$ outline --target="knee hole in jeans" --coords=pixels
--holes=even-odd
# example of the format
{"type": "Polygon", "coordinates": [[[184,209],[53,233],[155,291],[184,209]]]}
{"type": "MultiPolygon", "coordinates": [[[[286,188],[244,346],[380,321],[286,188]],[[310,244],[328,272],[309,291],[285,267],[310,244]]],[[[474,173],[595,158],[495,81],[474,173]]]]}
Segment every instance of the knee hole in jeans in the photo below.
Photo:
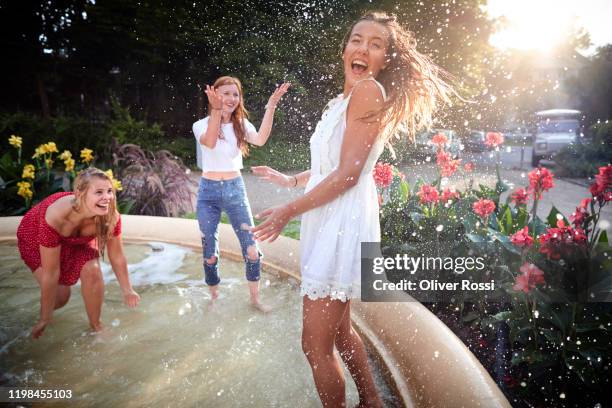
········
• _What is needed_
If a line in the listing contains the string "jeans", copy it.

• _Solution to this exercise_
$ outline --target="knee hole in jeans" --coords=pixels
Segment every instance of the knee hole in jeans in the photo below.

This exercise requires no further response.